* [Document excerpt]:
— Start —

Say hello to Tailgate.
Tailgate is the very first Transformers toy I ever owned. The figure you see in this picture is the very one I’ve had since 1986. As such, he has a lot to answer for. If not for him I might’ve remained a Gobots kid until the end of that franchise’s run and been safe for the next twenty-eight years.
This is probably not actually true. Tailgate may have gotten me through the door, but Transformers: The Movie put my butt in that seat permanently, and I bet I would have seen that movie Tailgate or no. Still, Tailgate came first, and the funny thing is that I wound up with him only by random chance and a childhood whim. It so happened one night that I was transforming a Gobots figure, the Japanese WWII fighter plane Zero, when that dude just broke. I forget how, I think one of his wings broke off. I was, naturally, upset. I remember it being imperative that he be replaced. My parents acquiesced to this bit of childhood tyranny, so the next time we were out at Wal-Mart (it was the 1980s, so it still had the hyphen), either that night or maybe the next day, they allowed me to get something to replace him. I remember looking up and down an endcap filled with Gobots, but no Zero. I was all set to give up, say we’ll get something next time, but for some reason I found myself taking a look at the Transformers. I rifled through the mini-bots and for whatever reason settled on little Tailgate here.
I remember obsessing over this little guy. I obsessed over the flashy graphics on the backer card, the little clip’n’save tech spec card on the back, the funny radio-looking sticker on his chest, and most of all the little rub sign on the top of his car mode. All Transformers figures from 1985 and 1986 have these heat-sensitive rub-signs that reveal the toy’s allegiance. Being the kind of kid who loved to pull things apart and put them back together again, I tried to pick the rub sign off of Tailgate. It didn’t go so well. My mom glued it back into place, but it never worked right again.
Tailgate transforms into a “cute” version of a Pontiac Trans Am, and is a retooling of the 1984 Autobot Windcharger. (Windcharger is red and has a completely different head sculpt and chest sticker.) Neither of these were things I was aware of in 1986, nor did I have any inkling that my beloved Tailgate, along with wavemates Swerve, Hubcap, and Pipes, would be inadequately represented in Transformers media for the next quarter century. Transformers comics and cartoons had no time for these little toys at the lowest price point in 1986; they were out to sell the key heroes and villains of the movie and the combiner teams, figures that are parts of greater ensembles.
You can thus imagine my surprise when, in January 2012, he turned up in the pages of IDW Publishing’s Transformers: More Than Meets The Eye #1 by James Roberts (writer) and Nick Roche (penciler). And then again the next month (when the equally talented Alex Milne took over on pencils, as he would for most of the rest of the title’s “first season”). And the month after. He was a regular.
Not only that, a beloved regular.
Briefly: More Than Meets The Eye follows the adventures of a crew of Autobots, headlined by 1986 movie heroes Rodimus and Ultra Magnus, as they set off aboard the Lost Light to locate the legendary “Knights of Cybertron” in order to (hopefully) bring about a new Golden Age on Cybertron. By and large, the crew is made up of characters who debuted from 1986 through the end of the original Transformers toy line, characters who never had a chance to have a major speaking role back when their toys were new. While this gives writer James Roberts a great deal of latitude with these characters, it also gives long-time fans like myself genuinely new Transformers stories, which is great given that the series celebrates its thirtieth anniversary this year.

— End —

Coordinate labeling data
— Start —

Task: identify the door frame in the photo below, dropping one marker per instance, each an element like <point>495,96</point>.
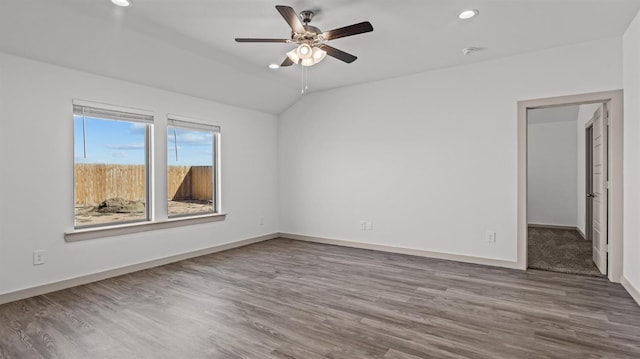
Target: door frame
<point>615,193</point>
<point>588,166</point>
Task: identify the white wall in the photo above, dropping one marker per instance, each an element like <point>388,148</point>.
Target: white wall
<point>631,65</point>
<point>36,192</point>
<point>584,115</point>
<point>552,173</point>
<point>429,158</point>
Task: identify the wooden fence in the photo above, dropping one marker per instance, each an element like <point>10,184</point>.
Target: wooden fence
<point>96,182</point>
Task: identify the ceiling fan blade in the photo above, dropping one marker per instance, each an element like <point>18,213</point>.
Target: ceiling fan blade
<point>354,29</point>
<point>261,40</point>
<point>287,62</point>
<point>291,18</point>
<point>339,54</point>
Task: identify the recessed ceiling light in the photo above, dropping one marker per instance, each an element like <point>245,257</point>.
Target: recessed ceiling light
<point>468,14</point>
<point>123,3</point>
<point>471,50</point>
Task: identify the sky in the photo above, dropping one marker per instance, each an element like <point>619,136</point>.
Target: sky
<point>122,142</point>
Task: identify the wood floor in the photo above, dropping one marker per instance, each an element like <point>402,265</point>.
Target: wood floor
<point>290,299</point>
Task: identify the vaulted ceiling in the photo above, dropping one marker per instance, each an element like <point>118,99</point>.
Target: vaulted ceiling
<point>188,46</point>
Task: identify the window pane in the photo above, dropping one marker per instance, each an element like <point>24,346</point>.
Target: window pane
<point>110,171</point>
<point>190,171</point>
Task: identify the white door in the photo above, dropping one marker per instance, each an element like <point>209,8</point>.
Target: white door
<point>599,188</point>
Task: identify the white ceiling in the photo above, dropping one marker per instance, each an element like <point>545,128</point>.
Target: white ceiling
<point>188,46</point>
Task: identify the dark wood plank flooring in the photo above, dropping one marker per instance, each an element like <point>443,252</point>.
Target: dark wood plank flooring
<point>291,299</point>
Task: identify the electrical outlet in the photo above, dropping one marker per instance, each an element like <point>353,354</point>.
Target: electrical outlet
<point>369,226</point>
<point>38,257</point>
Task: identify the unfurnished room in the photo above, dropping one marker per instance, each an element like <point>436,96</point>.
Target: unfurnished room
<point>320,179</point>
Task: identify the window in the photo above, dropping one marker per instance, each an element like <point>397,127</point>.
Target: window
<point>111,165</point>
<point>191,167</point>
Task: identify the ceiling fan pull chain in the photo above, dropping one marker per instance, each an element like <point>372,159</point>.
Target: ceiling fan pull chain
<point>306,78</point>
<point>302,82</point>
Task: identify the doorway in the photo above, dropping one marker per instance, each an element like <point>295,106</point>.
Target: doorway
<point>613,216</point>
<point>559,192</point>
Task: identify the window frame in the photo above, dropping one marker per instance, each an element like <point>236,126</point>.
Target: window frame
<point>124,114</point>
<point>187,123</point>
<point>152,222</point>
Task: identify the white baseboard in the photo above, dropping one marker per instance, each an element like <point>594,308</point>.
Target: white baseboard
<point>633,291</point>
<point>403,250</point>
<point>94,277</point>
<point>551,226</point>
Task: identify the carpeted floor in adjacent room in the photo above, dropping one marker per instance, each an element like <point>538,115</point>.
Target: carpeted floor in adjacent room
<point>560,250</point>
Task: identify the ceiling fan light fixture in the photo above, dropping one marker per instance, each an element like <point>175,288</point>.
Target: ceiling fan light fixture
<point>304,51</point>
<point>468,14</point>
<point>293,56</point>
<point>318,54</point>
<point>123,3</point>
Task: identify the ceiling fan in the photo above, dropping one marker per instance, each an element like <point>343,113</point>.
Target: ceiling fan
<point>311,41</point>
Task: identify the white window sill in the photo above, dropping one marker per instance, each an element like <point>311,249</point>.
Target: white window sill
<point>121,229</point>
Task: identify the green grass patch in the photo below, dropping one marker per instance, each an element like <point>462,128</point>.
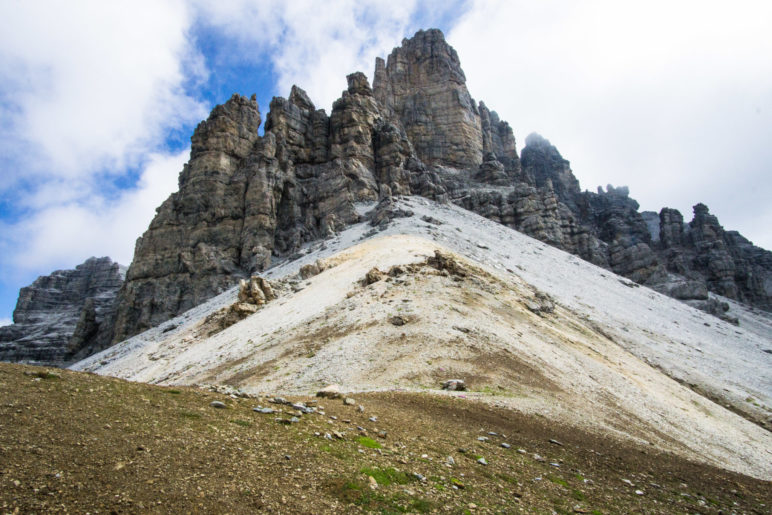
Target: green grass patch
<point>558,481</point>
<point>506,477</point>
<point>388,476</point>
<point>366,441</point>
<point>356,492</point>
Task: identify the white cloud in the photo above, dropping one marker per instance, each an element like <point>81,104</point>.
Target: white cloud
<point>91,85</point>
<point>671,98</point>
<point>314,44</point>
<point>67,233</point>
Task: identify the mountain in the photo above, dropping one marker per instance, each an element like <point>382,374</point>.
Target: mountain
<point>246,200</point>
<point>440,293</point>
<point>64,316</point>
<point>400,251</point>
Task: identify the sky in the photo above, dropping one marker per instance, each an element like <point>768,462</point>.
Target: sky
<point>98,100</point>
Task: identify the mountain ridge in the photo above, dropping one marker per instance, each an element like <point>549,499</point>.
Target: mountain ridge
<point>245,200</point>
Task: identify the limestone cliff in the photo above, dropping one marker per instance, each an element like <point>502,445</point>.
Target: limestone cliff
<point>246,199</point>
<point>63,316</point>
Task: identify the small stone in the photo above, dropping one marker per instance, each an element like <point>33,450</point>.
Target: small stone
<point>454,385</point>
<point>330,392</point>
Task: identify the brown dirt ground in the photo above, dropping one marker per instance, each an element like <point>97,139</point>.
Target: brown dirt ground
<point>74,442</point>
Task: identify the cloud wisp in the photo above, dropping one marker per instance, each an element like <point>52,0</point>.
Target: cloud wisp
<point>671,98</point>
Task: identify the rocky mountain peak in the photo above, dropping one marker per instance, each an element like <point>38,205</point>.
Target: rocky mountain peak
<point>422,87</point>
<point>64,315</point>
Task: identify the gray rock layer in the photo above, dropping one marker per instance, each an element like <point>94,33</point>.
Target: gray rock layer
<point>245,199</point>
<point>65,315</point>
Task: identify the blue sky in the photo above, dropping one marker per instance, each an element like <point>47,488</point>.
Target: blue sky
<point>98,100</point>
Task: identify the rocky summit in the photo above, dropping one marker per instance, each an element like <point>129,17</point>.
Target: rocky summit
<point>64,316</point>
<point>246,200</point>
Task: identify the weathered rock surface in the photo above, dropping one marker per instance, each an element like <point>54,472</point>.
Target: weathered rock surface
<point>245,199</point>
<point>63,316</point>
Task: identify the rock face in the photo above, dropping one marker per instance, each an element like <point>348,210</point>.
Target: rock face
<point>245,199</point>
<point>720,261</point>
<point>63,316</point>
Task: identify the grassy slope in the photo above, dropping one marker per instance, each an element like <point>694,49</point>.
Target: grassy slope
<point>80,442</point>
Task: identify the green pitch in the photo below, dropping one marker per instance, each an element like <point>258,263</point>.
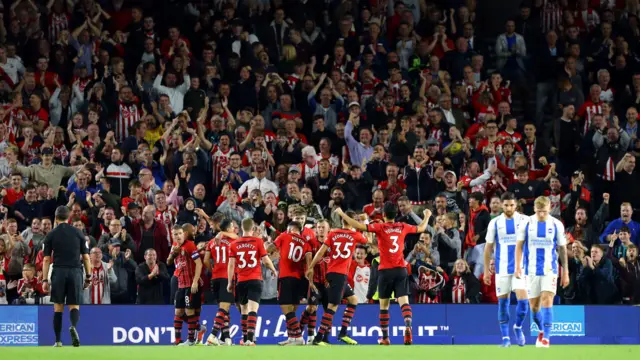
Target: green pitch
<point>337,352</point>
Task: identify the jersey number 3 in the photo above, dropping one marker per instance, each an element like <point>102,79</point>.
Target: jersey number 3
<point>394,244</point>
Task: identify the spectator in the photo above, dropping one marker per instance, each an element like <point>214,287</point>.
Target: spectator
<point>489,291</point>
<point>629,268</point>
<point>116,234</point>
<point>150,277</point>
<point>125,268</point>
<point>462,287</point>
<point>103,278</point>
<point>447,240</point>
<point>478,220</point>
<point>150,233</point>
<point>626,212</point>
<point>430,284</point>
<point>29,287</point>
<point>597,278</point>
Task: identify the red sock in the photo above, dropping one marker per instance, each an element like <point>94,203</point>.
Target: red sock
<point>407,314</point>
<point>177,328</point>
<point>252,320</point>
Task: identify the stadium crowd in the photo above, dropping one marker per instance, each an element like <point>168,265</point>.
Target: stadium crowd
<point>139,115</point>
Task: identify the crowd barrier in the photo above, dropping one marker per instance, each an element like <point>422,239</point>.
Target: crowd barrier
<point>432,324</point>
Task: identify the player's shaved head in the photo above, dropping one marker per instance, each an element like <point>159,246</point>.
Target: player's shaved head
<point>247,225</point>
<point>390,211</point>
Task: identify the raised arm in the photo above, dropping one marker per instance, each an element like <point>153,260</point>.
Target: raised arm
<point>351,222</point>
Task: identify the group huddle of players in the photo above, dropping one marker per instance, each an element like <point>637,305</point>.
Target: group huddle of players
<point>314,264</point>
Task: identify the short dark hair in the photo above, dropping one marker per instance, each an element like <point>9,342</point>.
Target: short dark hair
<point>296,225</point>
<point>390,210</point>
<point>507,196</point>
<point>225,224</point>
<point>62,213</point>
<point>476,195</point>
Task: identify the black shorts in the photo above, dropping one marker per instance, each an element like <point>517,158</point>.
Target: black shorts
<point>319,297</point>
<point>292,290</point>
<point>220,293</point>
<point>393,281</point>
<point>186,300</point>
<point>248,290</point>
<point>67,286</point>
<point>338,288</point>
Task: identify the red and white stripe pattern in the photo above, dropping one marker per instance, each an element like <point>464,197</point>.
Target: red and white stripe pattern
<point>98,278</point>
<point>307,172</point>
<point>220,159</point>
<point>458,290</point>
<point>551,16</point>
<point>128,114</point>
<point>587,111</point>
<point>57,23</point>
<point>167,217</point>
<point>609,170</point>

— End —

In the text about Tailgate, which wavemates of Tailgate are named? The records are unrelated to the text about Tailgate.

Swerve, Hubcap, and Pipes